Provide an exact repetition of every entry, with no word altered.
Input material Block Start
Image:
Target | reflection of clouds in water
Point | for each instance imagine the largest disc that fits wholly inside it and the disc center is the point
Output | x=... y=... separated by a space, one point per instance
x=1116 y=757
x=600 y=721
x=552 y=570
Input material Block End
• [Written response]
Image:
Target | reflection of clouds in water
Point | for each instance imagine the largest disc that fits wholly inside it and the disc center is the point
Output | x=... y=... separated by a space, one point per instance
x=1116 y=757
x=600 y=721
x=552 y=570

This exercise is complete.